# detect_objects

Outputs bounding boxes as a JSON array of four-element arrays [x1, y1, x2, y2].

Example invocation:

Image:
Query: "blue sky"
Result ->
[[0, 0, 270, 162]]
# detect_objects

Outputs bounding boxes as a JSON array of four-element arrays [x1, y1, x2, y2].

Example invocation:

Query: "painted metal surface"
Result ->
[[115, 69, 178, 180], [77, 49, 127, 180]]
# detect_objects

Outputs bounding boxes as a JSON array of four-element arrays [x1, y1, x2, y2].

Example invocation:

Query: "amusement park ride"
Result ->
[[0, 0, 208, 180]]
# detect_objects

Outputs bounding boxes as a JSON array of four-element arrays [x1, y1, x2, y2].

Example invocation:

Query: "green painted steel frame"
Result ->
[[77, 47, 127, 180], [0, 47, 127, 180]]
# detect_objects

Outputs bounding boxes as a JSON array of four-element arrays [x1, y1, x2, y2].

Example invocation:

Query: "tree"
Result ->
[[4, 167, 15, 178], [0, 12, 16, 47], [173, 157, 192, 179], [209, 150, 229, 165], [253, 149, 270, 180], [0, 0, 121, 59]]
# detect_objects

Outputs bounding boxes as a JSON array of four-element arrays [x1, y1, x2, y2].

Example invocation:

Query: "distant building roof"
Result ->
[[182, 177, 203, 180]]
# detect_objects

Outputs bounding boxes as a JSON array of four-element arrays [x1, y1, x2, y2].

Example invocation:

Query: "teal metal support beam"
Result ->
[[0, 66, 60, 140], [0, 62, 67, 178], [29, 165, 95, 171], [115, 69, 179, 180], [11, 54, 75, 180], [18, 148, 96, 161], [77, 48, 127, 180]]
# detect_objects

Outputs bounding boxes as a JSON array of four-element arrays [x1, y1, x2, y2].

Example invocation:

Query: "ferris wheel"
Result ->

Task to carry out ::
Copy out the lines above, from the very first one through the line containing "[[0, 0, 270, 162]]", in full and in order. Add 59 to every box coordinate in the answers and leave everything else unchanged.

Output below ::
# detect_objects

Outputs bounding boxes as a JSON array of four-element arrays [x1, y1, x2, y2].

Example invocation:

Image:
Query: "blue sky"
Result ->
[[59, 59, 329, 221]]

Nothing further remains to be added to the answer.